Each record is to be copied exactly as written.

[Start of Attachment]

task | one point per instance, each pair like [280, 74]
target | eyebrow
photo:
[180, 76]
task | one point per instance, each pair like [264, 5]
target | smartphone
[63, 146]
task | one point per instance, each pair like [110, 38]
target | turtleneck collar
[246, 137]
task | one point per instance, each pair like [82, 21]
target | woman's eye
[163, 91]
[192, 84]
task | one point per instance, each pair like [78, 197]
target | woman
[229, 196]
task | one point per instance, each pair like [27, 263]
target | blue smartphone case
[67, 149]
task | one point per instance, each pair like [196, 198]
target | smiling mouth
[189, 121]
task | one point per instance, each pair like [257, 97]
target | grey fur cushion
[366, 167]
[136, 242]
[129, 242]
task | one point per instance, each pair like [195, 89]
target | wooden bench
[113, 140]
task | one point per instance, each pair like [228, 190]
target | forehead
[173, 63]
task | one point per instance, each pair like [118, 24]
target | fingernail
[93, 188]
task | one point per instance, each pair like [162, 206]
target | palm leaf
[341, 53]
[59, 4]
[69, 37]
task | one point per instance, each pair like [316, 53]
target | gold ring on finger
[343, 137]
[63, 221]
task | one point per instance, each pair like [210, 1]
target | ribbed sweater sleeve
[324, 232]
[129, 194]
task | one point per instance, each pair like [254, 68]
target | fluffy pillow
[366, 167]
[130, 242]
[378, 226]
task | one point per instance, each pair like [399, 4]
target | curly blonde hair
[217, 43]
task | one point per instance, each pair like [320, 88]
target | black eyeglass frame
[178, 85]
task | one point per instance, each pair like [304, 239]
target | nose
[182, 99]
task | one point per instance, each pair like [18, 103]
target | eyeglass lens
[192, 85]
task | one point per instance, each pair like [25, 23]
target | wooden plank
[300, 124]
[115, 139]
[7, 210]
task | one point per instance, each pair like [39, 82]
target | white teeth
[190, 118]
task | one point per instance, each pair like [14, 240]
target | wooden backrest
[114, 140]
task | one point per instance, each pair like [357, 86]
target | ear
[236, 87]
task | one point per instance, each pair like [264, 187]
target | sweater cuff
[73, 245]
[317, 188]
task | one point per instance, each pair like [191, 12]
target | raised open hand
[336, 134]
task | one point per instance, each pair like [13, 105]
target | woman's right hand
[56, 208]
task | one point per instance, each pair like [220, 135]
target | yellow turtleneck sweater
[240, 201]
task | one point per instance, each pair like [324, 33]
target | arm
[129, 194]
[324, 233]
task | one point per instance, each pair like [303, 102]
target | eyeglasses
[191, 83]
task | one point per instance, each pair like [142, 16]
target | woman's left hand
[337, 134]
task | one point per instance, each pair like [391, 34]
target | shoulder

[End of Attachment]

Answer for the task =
task | one point per instance, each pair like [280, 74]
target | eyebrow
photo:
[180, 76]
task | one point per instance, each pair like [264, 5]
target | smartphone
[63, 146]
task | one point per instance, each pair like [110, 38]
target | turtleneck collar
[246, 137]
task | one point per instance, each pair like [82, 21]
target | woman's eye
[163, 91]
[192, 84]
task | one point per instance, each pair like [78, 197]
target | woman
[229, 196]
task | one point per instance, each pair like [27, 263]
target | blue smartphone case
[67, 149]
task | one point per instance, each pair like [196, 198]
target | smiling mouth
[189, 121]
task | one point per instance, each pair like [257, 97]
target | grey fur cushion
[366, 167]
[136, 242]
[129, 242]
task | one point per instance, each pair like [195, 89]
target | wooden bench
[113, 140]
task | one point per instance, each pair like [228, 190]
target | forehead
[173, 63]
task | one point per instance, each pair like [118, 24]
target | fingernail
[93, 188]
task | one point per instance, each pair like [162, 206]
target | palm leaf
[341, 53]
[59, 4]
[69, 37]
task | one point per instance, each pair like [316, 53]
target | gold ring on finger
[343, 137]
[63, 221]
task | one point per instance, each pair like [210, 1]
target | ribbed sweater sleeve
[324, 232]
[129, 194]
task | one point per instance, each pair like [254, 68]
target | fluffy pillow
[366, 167]
[130, 242]
[378, 226]
task | one point per instance, each pair like [399, 4]
target | curly blonde hair
[217, 43]
task | one point per instance, each pair like [320, 88]
target | black eyeglass frame
[178, 85]
task | one point per instance, each pair like [304, 239]
target | nose
[182, 99]
task | one point per instance, each pair like [18, 103]
target | eyeglass lens
[192, 85]
task | one point per instance, each pair like [25, 23]
target | wooden plank
[300, 124]
[115, 139]
[7, 210]
task | one point per instance, each pair like [39, 82]
target | white teeth
[190, 118]
task | one point per instance, each pair like [14, 240]
target | wooden backrest
[114, 140]
task | one point per instance, each pair like [357, 86]
target | ear
[236, 87]
task | one point per instance, each pair like [264, 187]
target | sweater cuff
[73, 245]
[317, 188]
task | one point per instance, each pair like [191, 12]
target | raised open hand
[336, 134]
task | one point per instance, each pair like [13, 105]
target | woman's right hand
[56, 208]
task | one point per instance, each pair like [220, 135]
target | yellow turtleneck sweater
[240, 201]
task | one point per instance, each pair like [324, 33]
target | arm
[129, 194]
[324, 233]
task | one point per instance, each pair like [303, 102]
target | eyeglasses
[191, 83]
task | one point per instance, each pair like [142, 16]
target | woman's left hand
[337, 134]
task | one point per instance, each pair like [391, 34]
target | shoulder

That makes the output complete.